* _THE RECORDS_:
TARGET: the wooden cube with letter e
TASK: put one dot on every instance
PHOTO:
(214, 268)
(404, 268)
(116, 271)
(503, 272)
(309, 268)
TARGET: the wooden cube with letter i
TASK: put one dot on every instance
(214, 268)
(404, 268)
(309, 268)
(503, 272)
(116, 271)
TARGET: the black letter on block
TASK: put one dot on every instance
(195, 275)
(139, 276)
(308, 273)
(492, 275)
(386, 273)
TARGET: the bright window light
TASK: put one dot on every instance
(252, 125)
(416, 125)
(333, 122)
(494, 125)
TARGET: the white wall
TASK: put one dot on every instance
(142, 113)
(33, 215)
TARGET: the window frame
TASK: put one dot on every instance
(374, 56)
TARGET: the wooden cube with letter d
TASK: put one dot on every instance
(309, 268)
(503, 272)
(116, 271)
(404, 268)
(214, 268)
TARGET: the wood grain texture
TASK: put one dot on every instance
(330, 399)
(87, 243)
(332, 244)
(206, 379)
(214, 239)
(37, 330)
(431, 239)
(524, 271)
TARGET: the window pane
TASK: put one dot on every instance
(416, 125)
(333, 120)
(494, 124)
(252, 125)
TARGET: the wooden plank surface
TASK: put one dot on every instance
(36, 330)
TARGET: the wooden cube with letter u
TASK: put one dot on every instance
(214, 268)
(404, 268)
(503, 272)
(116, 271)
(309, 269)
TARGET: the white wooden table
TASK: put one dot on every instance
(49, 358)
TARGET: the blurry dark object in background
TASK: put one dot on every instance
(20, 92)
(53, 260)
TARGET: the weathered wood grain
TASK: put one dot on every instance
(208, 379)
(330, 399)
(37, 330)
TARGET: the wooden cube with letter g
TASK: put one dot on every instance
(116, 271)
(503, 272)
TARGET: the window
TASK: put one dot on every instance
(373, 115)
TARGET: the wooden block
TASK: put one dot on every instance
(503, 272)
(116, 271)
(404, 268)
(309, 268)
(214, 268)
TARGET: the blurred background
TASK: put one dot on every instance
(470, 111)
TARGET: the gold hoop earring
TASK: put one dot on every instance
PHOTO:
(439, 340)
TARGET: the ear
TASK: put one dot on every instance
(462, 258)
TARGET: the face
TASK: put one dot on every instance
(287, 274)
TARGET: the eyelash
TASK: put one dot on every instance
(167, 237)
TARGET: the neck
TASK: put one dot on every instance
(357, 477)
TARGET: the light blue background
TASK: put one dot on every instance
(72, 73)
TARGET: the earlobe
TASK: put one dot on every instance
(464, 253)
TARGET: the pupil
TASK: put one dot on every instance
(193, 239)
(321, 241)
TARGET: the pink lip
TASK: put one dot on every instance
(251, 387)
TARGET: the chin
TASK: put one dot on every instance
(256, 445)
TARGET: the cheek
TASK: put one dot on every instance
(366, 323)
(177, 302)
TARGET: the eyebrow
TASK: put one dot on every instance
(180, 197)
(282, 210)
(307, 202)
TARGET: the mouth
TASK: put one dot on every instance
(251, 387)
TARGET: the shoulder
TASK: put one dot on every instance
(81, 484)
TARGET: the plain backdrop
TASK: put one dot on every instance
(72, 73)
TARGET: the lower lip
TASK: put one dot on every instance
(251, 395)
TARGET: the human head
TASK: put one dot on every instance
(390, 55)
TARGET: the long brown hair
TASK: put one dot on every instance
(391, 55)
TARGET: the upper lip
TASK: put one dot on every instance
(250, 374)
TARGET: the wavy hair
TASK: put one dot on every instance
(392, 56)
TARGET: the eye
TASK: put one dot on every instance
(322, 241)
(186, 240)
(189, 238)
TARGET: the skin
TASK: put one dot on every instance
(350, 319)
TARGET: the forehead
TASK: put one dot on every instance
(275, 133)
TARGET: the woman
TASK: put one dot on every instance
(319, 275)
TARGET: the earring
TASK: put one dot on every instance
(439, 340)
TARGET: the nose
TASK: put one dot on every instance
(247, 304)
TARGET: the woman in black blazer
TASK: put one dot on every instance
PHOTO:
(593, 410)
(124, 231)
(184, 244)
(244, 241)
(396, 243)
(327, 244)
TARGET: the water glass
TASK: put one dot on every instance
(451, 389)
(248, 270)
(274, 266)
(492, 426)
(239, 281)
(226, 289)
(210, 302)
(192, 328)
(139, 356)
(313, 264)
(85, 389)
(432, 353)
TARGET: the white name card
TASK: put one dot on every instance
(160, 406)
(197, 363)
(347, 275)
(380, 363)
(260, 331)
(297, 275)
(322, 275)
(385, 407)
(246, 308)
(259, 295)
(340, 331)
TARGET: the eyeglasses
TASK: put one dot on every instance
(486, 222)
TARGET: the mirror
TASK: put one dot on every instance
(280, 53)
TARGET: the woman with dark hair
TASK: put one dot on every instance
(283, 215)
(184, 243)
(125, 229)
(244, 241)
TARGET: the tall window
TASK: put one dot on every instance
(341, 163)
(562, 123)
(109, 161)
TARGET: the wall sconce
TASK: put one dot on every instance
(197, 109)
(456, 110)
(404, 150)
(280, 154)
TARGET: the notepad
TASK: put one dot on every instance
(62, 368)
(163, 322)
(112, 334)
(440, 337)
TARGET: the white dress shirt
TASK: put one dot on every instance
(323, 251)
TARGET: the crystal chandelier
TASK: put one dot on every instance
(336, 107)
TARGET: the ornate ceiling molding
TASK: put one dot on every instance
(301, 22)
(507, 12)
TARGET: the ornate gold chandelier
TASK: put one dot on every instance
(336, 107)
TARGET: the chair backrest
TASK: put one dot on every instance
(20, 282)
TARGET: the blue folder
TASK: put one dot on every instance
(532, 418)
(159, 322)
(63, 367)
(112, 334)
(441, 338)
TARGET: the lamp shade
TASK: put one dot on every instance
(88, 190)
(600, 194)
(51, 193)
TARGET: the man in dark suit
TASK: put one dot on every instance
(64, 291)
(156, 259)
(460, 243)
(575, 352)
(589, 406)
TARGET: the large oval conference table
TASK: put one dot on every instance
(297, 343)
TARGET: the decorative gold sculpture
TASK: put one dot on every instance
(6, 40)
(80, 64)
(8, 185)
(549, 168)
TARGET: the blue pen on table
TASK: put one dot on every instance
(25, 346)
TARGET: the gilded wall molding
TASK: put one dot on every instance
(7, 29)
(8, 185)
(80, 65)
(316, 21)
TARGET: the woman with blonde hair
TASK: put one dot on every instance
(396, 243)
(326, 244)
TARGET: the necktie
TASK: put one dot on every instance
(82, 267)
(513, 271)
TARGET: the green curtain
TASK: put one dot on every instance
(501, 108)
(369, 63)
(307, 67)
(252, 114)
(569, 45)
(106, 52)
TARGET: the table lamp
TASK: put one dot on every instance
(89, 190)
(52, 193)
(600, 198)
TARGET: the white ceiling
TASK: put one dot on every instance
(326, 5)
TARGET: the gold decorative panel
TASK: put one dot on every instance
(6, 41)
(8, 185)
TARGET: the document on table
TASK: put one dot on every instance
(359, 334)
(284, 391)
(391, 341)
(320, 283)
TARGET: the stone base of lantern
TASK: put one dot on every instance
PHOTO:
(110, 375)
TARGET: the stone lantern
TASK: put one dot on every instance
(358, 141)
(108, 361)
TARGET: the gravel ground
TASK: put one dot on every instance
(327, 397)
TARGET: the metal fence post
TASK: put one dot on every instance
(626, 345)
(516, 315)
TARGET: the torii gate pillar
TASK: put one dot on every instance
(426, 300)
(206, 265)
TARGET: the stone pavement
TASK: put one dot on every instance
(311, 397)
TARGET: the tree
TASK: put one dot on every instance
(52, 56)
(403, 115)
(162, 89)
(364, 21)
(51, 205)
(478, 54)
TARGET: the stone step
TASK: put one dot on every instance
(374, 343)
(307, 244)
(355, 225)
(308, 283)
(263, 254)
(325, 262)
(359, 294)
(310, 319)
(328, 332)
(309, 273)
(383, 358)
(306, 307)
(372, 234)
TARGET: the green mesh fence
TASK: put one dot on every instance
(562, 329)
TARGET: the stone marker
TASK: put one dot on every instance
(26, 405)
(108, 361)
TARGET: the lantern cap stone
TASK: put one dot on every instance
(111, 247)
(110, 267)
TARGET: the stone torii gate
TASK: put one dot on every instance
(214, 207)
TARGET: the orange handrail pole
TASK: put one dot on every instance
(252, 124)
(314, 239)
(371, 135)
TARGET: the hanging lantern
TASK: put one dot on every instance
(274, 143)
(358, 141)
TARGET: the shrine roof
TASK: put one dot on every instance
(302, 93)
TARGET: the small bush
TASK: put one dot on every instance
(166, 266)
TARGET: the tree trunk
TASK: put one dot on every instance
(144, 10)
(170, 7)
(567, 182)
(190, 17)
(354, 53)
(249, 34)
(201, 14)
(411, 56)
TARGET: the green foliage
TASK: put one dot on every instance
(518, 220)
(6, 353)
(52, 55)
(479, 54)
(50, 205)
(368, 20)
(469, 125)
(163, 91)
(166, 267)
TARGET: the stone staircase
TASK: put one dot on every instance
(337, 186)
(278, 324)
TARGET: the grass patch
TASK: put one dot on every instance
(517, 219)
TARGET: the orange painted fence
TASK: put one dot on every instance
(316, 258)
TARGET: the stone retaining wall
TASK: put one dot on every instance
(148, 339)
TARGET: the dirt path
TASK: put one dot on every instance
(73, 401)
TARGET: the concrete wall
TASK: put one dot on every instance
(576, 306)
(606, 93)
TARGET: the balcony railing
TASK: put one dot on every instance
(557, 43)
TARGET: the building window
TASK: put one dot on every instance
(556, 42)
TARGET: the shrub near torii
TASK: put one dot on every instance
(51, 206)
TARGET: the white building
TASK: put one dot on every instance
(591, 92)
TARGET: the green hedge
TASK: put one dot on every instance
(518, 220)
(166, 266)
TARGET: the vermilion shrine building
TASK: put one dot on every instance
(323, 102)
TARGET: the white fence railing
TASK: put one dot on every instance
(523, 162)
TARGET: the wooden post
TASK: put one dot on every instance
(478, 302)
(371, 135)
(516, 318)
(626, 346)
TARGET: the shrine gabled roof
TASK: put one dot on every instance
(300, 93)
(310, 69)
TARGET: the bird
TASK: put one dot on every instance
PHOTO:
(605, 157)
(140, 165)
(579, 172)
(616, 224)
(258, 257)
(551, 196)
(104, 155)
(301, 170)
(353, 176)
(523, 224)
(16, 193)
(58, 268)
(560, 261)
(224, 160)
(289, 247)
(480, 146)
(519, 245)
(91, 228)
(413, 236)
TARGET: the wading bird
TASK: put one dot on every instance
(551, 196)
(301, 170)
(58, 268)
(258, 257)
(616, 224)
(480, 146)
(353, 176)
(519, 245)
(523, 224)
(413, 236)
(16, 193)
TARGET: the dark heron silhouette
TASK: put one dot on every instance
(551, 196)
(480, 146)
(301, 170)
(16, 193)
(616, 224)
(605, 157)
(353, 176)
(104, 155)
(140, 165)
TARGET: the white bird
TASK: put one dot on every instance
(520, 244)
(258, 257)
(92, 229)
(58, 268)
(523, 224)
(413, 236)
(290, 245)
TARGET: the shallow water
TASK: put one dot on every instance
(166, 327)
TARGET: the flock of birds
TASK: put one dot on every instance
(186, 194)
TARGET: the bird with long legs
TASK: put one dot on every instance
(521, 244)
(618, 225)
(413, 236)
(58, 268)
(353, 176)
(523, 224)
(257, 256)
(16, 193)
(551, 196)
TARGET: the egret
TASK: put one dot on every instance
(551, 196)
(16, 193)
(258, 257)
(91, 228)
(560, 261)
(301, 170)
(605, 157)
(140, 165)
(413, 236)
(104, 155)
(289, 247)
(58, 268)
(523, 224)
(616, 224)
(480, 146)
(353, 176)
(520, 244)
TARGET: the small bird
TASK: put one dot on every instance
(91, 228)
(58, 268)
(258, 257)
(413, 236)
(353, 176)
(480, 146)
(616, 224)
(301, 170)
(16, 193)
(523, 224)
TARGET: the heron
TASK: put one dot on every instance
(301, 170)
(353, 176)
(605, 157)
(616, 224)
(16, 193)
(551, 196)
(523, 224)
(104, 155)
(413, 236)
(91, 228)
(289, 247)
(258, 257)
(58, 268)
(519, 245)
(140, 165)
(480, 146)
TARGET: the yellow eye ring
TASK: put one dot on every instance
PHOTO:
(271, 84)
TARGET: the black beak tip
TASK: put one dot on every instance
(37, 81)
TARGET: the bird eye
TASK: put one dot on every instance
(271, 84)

* _EXERCISE AIM_: Above are records; repeat only the lines starting at the line with "TARGET: the shrine gabled roof" and ending at the line with "TARGET: the white bird", exactly as they appear, both included.

* _YOUR SOLUTION_:
TARGET: the shrine gabled roof
TASK: put one dot on every instance
(300, 93)
(310, 69)
TARGET: the bird
TASK: put one dot on every instance
PHOTO:
(605, 157)
(140, 165)
(579, 172)
(616, 224)
(258, 257)
(551, 196)
(104, 155)
(301, 170)
(353, 176)
(523, 224)
(16, 193)
(58, 268)
(560, 261)
(224, 160)
(289, 247)
(480, 146)
(519, 245)
(91, 228)
(413, 236)
TARGET: the wading bird
TASK: put one dot on every instance
(551, 196)
(301, 170)
(58, 268)
(258, 257)
(616, 224)
(480, 146)
(353, 176)
(519, 245)
(523, 224)
(413, 236)
(16, 193)
TARGET: the dark heron silhouette
TASK: put one dot on every instance
(551, 196)
(480, 146)
(301, 170)
(16, 193)
(616, 224)
(605, 157)
(353, 176)
(104, 155)
(140, 165)
TARGET: the white bird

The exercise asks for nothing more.